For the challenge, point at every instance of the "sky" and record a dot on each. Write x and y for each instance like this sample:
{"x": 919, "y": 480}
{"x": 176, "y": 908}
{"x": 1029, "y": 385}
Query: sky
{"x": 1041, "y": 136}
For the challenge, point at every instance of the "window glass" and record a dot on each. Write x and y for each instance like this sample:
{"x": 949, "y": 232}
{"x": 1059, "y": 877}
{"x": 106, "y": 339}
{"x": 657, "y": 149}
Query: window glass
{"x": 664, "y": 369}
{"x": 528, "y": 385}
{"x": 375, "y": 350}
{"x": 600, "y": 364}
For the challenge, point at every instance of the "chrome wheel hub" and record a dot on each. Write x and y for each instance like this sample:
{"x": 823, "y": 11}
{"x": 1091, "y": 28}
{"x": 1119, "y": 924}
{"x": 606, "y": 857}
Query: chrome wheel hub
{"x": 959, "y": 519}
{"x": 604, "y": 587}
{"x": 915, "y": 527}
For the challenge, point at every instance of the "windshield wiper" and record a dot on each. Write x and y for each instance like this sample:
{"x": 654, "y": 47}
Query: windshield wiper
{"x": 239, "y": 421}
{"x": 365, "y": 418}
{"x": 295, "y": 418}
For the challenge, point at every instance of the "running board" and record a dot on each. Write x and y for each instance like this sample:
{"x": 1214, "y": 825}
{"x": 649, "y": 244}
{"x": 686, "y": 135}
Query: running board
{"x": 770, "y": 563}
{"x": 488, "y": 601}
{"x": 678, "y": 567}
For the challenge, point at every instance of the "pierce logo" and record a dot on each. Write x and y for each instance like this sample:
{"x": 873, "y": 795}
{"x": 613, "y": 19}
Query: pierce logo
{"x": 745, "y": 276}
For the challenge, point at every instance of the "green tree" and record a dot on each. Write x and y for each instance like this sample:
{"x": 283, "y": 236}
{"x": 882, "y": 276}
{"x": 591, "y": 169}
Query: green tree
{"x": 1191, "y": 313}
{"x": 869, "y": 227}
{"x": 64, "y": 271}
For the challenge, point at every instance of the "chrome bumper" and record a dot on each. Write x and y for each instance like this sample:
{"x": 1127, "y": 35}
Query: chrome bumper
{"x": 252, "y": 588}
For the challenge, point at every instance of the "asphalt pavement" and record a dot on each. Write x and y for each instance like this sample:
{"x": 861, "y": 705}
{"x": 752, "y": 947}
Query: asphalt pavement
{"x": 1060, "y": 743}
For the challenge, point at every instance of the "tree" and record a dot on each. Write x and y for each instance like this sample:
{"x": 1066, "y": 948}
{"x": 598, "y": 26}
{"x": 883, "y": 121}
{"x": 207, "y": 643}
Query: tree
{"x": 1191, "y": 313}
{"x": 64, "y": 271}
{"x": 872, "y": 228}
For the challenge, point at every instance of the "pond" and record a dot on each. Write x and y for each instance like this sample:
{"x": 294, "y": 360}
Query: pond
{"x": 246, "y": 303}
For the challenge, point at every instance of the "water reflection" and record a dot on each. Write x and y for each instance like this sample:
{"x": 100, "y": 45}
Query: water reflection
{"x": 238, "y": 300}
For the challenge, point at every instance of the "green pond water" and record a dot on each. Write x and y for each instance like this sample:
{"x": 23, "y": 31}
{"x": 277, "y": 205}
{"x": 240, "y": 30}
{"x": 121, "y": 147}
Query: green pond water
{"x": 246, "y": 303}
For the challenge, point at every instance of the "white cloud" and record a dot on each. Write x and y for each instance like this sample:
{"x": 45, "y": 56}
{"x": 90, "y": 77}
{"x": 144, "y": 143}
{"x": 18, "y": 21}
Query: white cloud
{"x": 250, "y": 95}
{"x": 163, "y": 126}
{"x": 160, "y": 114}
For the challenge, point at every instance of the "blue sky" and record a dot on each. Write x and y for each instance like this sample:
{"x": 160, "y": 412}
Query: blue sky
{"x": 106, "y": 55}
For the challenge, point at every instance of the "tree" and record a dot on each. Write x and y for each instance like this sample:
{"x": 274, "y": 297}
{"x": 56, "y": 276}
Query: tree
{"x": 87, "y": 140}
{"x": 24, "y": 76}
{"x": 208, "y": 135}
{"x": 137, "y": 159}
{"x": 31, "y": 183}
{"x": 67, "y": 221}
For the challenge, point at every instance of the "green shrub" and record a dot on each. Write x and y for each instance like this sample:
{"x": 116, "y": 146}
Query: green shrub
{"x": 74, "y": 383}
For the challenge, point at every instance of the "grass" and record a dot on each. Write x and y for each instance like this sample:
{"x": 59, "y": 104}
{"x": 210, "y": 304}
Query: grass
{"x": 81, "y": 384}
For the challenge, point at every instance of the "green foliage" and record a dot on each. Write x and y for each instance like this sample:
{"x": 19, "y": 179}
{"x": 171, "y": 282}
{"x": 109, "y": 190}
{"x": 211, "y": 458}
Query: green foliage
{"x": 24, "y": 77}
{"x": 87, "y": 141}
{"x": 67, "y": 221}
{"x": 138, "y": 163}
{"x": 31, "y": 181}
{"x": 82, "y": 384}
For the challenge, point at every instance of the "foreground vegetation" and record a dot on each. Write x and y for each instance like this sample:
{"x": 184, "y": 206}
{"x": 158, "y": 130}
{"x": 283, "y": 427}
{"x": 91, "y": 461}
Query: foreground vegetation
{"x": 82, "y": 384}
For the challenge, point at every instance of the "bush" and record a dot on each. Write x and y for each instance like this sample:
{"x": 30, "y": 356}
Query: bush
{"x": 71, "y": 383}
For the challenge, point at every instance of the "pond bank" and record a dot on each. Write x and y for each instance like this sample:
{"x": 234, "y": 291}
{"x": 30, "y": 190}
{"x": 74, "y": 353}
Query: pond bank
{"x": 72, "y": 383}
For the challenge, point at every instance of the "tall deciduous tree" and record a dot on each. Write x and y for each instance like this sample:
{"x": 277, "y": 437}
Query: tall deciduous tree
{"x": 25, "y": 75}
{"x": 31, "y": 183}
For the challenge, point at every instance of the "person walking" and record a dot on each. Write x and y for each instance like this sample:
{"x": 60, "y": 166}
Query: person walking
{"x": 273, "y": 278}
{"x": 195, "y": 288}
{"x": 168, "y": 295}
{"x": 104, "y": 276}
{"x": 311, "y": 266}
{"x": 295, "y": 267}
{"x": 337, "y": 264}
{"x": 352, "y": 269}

══════

## ASSIGNMENT
The data are to be transcribed in full, exactly as given.

## YOUR RESPONSE
For the challenge, point at every instance of the "sky" and record a dot on each. Write x and y for each instance like this sample:
{"x": 919, "y": 480}
{"x": 176, "y": 908}
{"x": 1029, "y": 385}
Query: sky
{"x": 1041, "y": 136}
For the challenge, point at every instance of the "window glass" and record a dot on each. Write x and y for each instance like this sample:
{"x": 949, "y": 232}
{"x": 1059, "y": 877}
{"x": 106, "y": 339}
{"x": 657, "y": 149}
Query: window glass
{"x": 664, "y": 369}
{"x": 528, "y": 385}
{"x": 375, "y": 350}
{"x": 600, "y": 364}
For the challenge, point at every instance of the "chrome wheel hub" and record a dot on each. Write x and y for each instance like this sample:
{"x": 823, "y": 11}
{"x": 1091, "y": 28}
{"x": 1119, "y": 924}
{"x": 606, "y": 857}
Query: chrome wheel hub
{"x": 959, "y": 519}
{"x": 604, "y": 587}
{"x": 915, "y": 527}
For the challenge, point at every instance of the "windshield wiper" and record a dot on each. Write x and y for each instance like this sample:
{"x": 654, "y": 47}
Query: windshield wiper
{"x": 239, "y": 421}
{"x": 365, "y": 418}
{"x": 295, "y": 418}
For the challenge, point at every instance of the "running board" and record a dot on each. Write x and y for each instance like this sample:
{"x": 1214, "y": 825}
{"x": 649, "y": 244}
{"x": 686, "y": 135}
Query: running board
{"x": 770, "y": 563}
{"x": 488, "y": 601}
{"x": 678, "y": 567}
For the challenge, point at every instance of the "pierce logo" and record a dot on each. Write x and y for each instance like this sample:
{"x": 873, "y": 795}
{"x": 613, "y": 19}
Query: pierce logo
{"x": 745, "y": 276}
For the challenge, point at every instance of the "green tree" and record a dot on each. Write x and y for each instance like this sample:
{"x": 283, "y": 236}
{"x": 882, "y": 276}
{"x": 591, "y": 169}
Query: green tree
{"x": 1191, "y": 313}
{"x": 869, "y": 227}
{"x": 64, "y": 271}
For the challenge, point at every instance of the "chrome bumper" and record a dot on each. Write x and y for each instance like this sample:
{"x": 1127, "y": 35}
Query: chrome bumper
{"x": 252, "y": 588}
For the challenge, point at every instance of the "asphalt pavement" and record a dot on each. Write x and y for each instance like this sample:
{"x": 861, "y": 705}
{"x": 752, "y": 947}
Query: asphalt pavement
{"x": 1060, "y": 743}
For the challenge, point at every instance of the "tree" and record a dot on each. Write x and y for each instance like this sample:
{"x": 1066, "y": 948}
{"x": 598, "y": 26}
{"x": 883, "y": 121}
{"x": 207, "y": 643}
Query: tree
{"x": 1191, "y": 313}
{"x": 64, "y": 271}
{"x": 872, "y": 228}
For the challenge, point at every instance of the "pond" and record a dot on each. Write x and y for each instance like this sample:
{"x": 294, "y": 360}
Query: pond
{"x": 246, "y": 303}
For the challenge, point at every instance of the "water reflection" and record a dot on each. Write x and y for each instance like this sample:
{"x": 100, "y": 45}
Query: water reflection
{"x": 238, "y": 300}
For the challenge, point at every instance of the "green pond water" and record a dot on each. Write x and y for each instance like this sample:
{"x": 23, "y": 31}
{"x": 277, "y": 205}
{"x": 240, "y": 30}
{"x": 121, "y": 147}
Query: green pond water
{"x": 246, "y": 303}
For the challenge, point at every instance of the "white cloud" and record a dot on each. Write x and y for each instance like this sample:
{"x": 45, "y": 56}
{"x": 90, "y": 77}
{"x": 144, "y": 143}
{"x": 18, "y": 21}
Query: white cloud
{"x": 250, "y": 95}
{"x": 163, "y": 126}
{"x": 160, "y": 114}
For the challenge, point at every instance of the "blue sky" and record a dot on each. Write x and y for each instance like this sample:
{"x": 160, "y": 412}
Query: blue sky
{"x": 106, "y": 55}
For the challenge, point at every instance of the "tree" and record a dot on each. Write x and y for each instance like this sample:
{"x": 274, "y": 297}
{"x": 56, "y": 276}
Query: tree
{"x": 87, "y": 140}
{"x": 24, "y": 76}
{"x": 208, "y": 135}
{"x": 137, "y": 159}
{"x": 31, "y": 183}
{"x": 67, "y": 221}
For the challenge, point at every instance of the "green shrub" and record a dot on each. Write x and y for each instance like this sample:
{"x": 116, "y": 146}
Query: green shrub
{"x": 74, "y": 383}
For the challenge, point at every instance of the "grass" and record a dot on each. Write x and y for each instance like this sample:
{"x": 59, "y": 104}
{"x": 210, "y": 304}
Query: grass
{"x": 81, "y": 384}
For the challenge, point at every instance of the "green foliage" and record a dot on each. Write x and y for each instance like this sample:
{"x": 19, "y": 179}
{"x": 171, "y": 282}
{"x": 109, "y": 190}
{"x": 211, "y": 458}
Query: green foliage
{"x": 24, "y": 77}
{"x": 87, "y": 141}
{"x": 67, "y": 221}
{"x": 138, "y": 163}
{"x": 31, "y": 181}
{"x": 82, "y": 384}
For the challenge, point at every instance of the "foreground vegetation" and record a dot on each. Write x and y for each instance like this sample:
{"x": 184, "y": 206}
{"x": 158, "y": 130}
{"x": 283, "y": 427}
{"x": 91, "y": 461}
Query: foreground vegetation
{"x": 82, "y": 384}
For the challenge, point at every instance of the "bush" and record a dot on each. Write x and y for each instance like this sample:
{"x": 30, "y": 356}
Query: bush
{"x": 71, "y": 383}
For the challenge, point at every instance of the "pond bank" and record a dot on each. Write x and y for each instance like this sample:
{"x": 234, "y": 291}
{"x": 30, "y": 190}
{"x": 74, "y": 353}
Query: pond bank
{"x": 72, "y": 383}
For the challenge, point at every instance of the "tall deciduous tree" and record a dot on each. Write x and y for each instance like this sample:
{"x": 277, "y": 437}
Query: tall deciduous tree
{"x": 25, "y": 75}
{"x": 31, "y": 183}
For the challenge, point at every instance of the "person walking" and record a dot on each. Write x and y for each instance like this sample:
{"x": 60, "y": 166}
Query: person walking
{"x": 273, "y": 278}
{"x": 195, "y": 288}
{"x": 168, "y": 295}
{"x": 104, "y": 276}
{"x": 311, "y": 266}
{"x": 295, "y": 267}
{"x": 337, "y": 264}
{"x": 352, "y": 269}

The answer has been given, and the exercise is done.